The most common exception to this rule is if one of the “big eight” allergens is present. If milk, eggs, fish, crustacean shellfish, tree nuts, peanuts, wheat, or soybeans are present, food producers are required by law to mention them by their common name on the label at least once.16
The FDA doesn’t require similar labeling practices for MSG because it believes MSG is safe (much more on this later). Furthermore, MSG sensitivity is not an allergy,17,18 and the symptoms generally attributed to MSG are mild and temporary,5,19,2,20 unlike some severe allergic reactions—which can be dangerous.
…claims such as ‘No MSG’ or ‘No added MSG,’ could potentially be considered false or misleading on foods that contain sources of MSG or substantial amounts of naturally occurring free glutamate.
Instead, FDA Spokeswoman Marianna Naum, Ph.D. told me that “Flavor enhancers must be listed by common or usual name on a food label [and are] not subject to the provision of the law that allows flavors to be declared collectively…” So at least that means that MSG, HVPs, yeast extracts, and 5’ nucleotides must all be listed individually on the label and can’t be hidden in collective categories like “spices,” or “natural flavors and color.”

**Problem to work on:** Continue the passage on MSG and food labeling, beginning right after its final sentence.

**Listed entries:**
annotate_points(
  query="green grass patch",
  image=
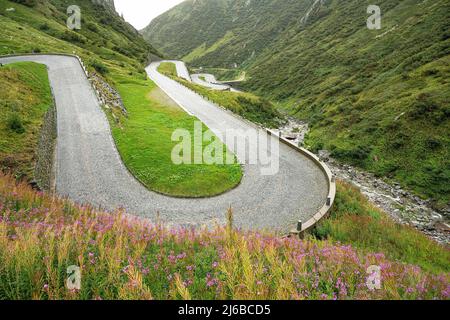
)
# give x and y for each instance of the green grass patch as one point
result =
(356, 222)
(25, 97)
(144, 140)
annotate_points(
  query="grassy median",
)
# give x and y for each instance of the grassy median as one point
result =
(144, 140)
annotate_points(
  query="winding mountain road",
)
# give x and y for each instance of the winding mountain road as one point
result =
(89, 168)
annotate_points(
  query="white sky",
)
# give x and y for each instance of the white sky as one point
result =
(140, 12)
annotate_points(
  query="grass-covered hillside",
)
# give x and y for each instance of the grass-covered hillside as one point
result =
(375, 98)
(25, 97)
(123, 257)
(102, 32)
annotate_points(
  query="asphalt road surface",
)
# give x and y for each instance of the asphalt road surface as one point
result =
(89, 169)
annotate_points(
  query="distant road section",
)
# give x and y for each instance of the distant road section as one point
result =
(210, 81)
(89, 169)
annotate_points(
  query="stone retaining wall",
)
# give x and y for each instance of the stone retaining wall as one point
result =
(45, 153)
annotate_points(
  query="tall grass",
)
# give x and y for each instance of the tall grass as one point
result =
(124, 257)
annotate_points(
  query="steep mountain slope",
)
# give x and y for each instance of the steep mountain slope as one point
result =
(222, 32)
(375, 98)
(37, 25)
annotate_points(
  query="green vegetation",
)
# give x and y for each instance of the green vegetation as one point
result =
(355, 221)
(378, 99)
(247, 105)
(25, 97)
(144, 140)
(123, 257)
(105, 40)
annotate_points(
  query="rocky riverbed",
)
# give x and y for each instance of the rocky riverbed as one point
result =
(401, 205)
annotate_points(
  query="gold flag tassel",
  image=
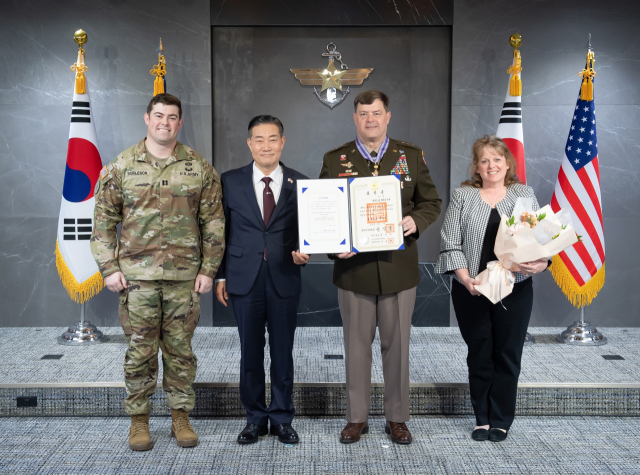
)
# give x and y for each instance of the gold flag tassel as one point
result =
(79, 293)
(159, 70)
(80, 37)
(578, 296)
(587, 75)
(515, 83)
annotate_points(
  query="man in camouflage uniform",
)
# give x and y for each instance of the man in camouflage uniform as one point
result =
(168, 199)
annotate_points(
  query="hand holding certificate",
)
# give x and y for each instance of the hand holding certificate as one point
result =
(376, 212)
(355, 214)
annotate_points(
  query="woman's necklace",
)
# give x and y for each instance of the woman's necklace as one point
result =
(500, 196)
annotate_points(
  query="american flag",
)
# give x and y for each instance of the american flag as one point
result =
(579, 270)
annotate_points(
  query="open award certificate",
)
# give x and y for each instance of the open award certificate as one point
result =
(323, 216)
(376, 212)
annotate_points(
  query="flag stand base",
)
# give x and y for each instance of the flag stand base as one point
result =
(81, 334)
(582, 333)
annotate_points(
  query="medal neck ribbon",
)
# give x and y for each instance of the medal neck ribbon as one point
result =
(365, 151)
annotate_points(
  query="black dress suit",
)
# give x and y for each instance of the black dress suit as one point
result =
(262, 291)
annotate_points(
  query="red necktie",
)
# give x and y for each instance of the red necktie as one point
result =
(268, 201)
(268, 205)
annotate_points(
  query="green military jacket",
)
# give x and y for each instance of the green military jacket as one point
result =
(378, 273)
(172, 218)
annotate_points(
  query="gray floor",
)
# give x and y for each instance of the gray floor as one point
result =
(538, 445)
(437, 356)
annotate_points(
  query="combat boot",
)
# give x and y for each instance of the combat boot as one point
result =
(139, 437)
(181, 428)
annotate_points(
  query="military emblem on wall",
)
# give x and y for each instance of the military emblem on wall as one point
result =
(334, 82)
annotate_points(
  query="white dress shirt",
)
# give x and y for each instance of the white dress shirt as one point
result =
(275, 185)
(258, 187)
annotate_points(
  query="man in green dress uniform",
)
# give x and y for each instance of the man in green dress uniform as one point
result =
(380, 287)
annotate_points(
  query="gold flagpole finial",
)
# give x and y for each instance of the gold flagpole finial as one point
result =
(515, 84)
(79, 67)
(159, 70)
(587, 75)
(515, 40)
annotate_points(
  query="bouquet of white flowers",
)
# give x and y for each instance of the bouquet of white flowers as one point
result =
(524, 237)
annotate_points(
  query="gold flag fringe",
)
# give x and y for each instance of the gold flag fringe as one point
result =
(79, 293)
(587, 75)
(159, 70)
(80, 68)
(578, 296)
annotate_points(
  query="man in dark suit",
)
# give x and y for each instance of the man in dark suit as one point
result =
(380, 287)
(260, 273)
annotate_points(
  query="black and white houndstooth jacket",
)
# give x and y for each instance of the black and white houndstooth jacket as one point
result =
(465, 224)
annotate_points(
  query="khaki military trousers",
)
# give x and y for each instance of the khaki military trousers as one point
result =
(392, 313)
(159, 314)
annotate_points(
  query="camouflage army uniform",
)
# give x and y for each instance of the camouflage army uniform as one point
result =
(172, 230)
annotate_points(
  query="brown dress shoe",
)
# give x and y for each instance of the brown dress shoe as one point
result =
(352, 432)
(399, 432)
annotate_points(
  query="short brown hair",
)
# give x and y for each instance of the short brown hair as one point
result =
(501, 148)
(167, 100)
(368, 97)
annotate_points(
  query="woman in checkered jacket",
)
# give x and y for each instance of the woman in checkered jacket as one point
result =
(494, 334)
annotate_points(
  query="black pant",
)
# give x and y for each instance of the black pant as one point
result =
(495, 338)
(264, 304)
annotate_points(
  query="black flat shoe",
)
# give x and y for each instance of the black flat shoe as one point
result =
(480, 434)
(251, 433)
(497, 435)
(286, 434)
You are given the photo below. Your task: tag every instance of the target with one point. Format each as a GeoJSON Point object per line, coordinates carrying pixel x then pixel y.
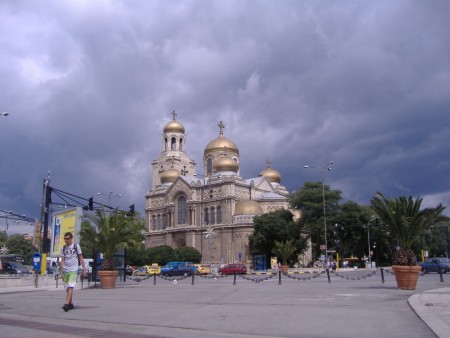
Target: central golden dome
{"type": "Point", "coordinates": [247, 207]}
{"type": "Point", "coordinates": [173, 126]}
{"type": "Point", "coordinates": [170, 176]}
{"type": "Point", "coordinates": [271, 174]}
{"type": "Point", "coordinates": [221, 143]}
{"type": "Point", "coordinates": [225, 163]}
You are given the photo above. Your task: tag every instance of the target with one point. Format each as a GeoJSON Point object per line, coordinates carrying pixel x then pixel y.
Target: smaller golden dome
{"type": "Point", "coordinates": [225, 163]}
{"type": "Point", "coordinates": [247, 207]}
{"type": "Point", "coordinates": [170, 176]}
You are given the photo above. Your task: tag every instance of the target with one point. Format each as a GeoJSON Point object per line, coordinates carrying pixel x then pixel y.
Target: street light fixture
{"type": "Point", "coordinates": [110, 196]}
{"type": "Point", "coordinates": [322, 169]}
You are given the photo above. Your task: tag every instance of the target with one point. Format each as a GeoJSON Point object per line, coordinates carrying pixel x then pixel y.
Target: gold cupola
{"type": "Point", "coordinates": [247, 207]}
{"type": "Point", "coordinates": [271, 174]}
{"type": "Point", "coordinates": [225, 163]}
{"type": "Point", "coordinates": [174, 126]}
{"type": "Point", "coordinates": [221, 143]}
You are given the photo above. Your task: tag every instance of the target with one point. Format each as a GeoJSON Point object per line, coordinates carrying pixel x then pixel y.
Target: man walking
{"type": "Point", "coordinates": [72, 257]}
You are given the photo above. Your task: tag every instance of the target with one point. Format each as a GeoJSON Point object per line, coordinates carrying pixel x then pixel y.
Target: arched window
{"type": "Point", "coordinates": [182, 211]}
{"type": "Point", "coordinates": [212, 216]}
{"type": "Point", "coordinates": [219, 215]}
{"type": "Point", "coordinates": [158, 222]}
{"type": "Point", "coordinates": [173, 143]}
{"type": "Point", "coordinates": [209, 165]}
{"type": "Point", "coordinates": [154, 222]}
{"type": "Point", "coordinates": [206, 216]}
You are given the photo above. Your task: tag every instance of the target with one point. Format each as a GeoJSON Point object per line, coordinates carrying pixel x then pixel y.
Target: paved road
{"type": "Point", "coordinates": [359, 307]}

**Answer to the problem:**
However, even though the FDA thinks of MSG as safe, it discourages false advertising. Naum told me that “…claims such as ‘No MSG’ or ‘No added MSG,’ could potentially be considered false or misleading on foods that contain sources of MSG or substantial amounts of naturally occurring free glutamate.”
The US Food and Drug Administration (FDA) classifies MSG as “Generally Recognized as Safe” (GRAS).2 According to Naum, “For the use of an ingredient to be eligible for GRAS status, there must be evidence of expert consensus that its use in food is safe and the information relied on to establish its safe use must be publicly available.” MSG has been included on the FDA’s GRAS since the list’s initial year, in 1958.5 But, MSG’s GRAS status hasn’t saved it from considerable controversy over the years.
Health claim against MSG: “Chinese Restaurant Syndrome”
In 1968, a Physician wrote in to the New England Journal of Medicine and described a numbness, tingling, warmth, and feeling of tightness 15-60 minutes after eating a meal of Chinese food. The author acknowledged there were many potential causes for his symptoms and merely included MSG-sensitivity as one of them. He called these symptoms “Chinese Restaurant Syndrome,” though it is often referred to today as “MSG Symptom Complex.”21,19 His letter, sparked sparked a flurry of follow-on letters that specifically called out MSG in Chinese food.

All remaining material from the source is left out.